Begin at the line that has "Note: for every instance of the boat" and continue to the end of the records. Write those lines out again with "boat window" swapped for "ship window" and nothing else changed.
===== EXTRACTED MATERIAL
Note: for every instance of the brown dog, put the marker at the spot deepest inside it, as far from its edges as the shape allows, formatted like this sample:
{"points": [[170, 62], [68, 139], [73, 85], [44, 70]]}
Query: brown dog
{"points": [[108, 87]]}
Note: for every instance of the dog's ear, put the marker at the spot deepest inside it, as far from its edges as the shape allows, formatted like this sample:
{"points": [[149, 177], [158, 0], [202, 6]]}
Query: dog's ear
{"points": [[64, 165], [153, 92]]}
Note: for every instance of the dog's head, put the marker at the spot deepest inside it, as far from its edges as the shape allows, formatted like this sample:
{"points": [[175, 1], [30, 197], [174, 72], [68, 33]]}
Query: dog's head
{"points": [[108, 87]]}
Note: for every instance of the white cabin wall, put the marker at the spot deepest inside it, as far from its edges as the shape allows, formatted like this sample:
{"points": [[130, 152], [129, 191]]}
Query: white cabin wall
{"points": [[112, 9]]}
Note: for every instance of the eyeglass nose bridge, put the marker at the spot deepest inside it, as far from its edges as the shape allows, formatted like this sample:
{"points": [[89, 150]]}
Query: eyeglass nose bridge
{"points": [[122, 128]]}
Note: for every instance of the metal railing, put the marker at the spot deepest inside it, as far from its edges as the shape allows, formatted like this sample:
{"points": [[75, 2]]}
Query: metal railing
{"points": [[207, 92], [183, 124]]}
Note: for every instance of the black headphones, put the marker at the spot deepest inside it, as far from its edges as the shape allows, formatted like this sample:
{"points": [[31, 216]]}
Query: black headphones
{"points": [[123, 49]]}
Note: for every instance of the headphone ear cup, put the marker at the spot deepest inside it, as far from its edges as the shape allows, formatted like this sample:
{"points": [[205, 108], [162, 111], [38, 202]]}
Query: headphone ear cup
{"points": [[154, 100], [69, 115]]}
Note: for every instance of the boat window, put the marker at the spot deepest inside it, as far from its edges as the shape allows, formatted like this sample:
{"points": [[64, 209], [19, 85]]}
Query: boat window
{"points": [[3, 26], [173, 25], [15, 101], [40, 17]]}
==========
### RESULT OF THIS EXERCISE
Note: for every instance of the ship window, put the marker at the spot deepest inside it, as far from its edges as the shape allows, formatted like this sample:
{"points": [[64, 209], [19, 85]]}
Query: ship window
{"points": [[3, 26], [173, 25], [15, 101], [40, 17]]}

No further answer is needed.